Testo da leggere -
-=-=-=-=-
E dunque se il nome era banale, anonimo era e doveva essere il destino di George Smith, figlio di operai inglesi nella Londra dell’Ottocento. Operaio lui stesso dopo aver abbandonato la scuola a 14 anni. Apprendista incisore di banconote, per la precisione.
Doveva vivere e morire così, solo che George Smith coltivava il suo tempo libero in una sala del British Museum, quello che custodiva le tavolette di argilla di Ninive. Come un appassionato di enigmistica scrutava quei testi scritti in un antico alfabeto cuneiforme che nessuno era riuscito ancora a decifrare. La Mesopotamia culla della civiltà e tanti misteri da svelare.
Ci riuscì lui, George Smith, grazie ai suoi studi sui codici che venivano impiegati per i biglietti di banca. E già questo sarebbe bastato: l’operaio era arrivato dove non erano arrivati i più grandi studiosi.
Ma a me piace soprattutto quello che viene dopo. Perché un giorno, lavorando su quelle tavolette, da quei segni emersero parole che componevano un verso. E poi un altro verso e un altro verso ancora. Parole che parlavano di un antico diluvio che aveva spazzato via il mondo e di una nave piena di animali che si era incagliata sulla cima di un mondo.
-=-=-=-=-
Dati registrati -

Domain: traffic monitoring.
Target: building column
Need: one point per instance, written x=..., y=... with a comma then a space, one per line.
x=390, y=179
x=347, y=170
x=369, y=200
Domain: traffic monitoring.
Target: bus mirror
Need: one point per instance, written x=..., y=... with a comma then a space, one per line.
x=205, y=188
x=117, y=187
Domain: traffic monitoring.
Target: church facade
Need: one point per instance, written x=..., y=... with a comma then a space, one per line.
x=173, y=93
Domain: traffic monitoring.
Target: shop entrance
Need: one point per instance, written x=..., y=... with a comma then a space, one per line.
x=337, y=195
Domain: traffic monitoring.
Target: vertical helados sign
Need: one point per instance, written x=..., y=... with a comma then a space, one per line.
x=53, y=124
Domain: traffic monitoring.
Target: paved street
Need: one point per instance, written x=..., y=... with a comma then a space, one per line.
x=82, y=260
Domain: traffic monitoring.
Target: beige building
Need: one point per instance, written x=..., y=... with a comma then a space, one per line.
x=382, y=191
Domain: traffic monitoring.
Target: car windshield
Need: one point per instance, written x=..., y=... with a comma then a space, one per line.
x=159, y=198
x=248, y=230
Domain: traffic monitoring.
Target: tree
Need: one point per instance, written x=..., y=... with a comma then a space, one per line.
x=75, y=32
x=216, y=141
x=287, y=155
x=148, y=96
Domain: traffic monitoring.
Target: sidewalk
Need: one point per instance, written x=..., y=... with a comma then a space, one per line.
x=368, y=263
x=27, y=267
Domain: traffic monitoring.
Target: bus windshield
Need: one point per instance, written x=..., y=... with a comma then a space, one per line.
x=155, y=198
-=-=-=-=-
Descrizione del compito -
Prosegui il testo su George Smith e le tavolette di Ninive, riprendendo subito dopo l'ultima frase riportata. Le voci costituiscono materiale a sé stante, distinto dal testo.

Spazio risposta -
Era la storia del diluvio universale, secoli e secoli prima che questa storia trovasse posto nelle pagine della Genesi. Era il poema di Gilgamesh, il più antico capolavoro conosciuto, la storia del re di Uruk che cerca il segreto dell’eterna giovinezza.
Giusto che proprio questo fosse il tema delle prime parole letterarie strappate al buio dei tempi.
Racconta Westerman che scoprendo i primi versi George Smith si sia messo a gridare:Sono il primo a leggere queste righe dopo oltre duemila anni di oblio
Pare anche che tra lo stupore di tutti i compassati studiosi del British Museum abbia cominciato a spogliarsi, pazzo di gioia.
Voi ve la riuscite a immaginare, quella voce?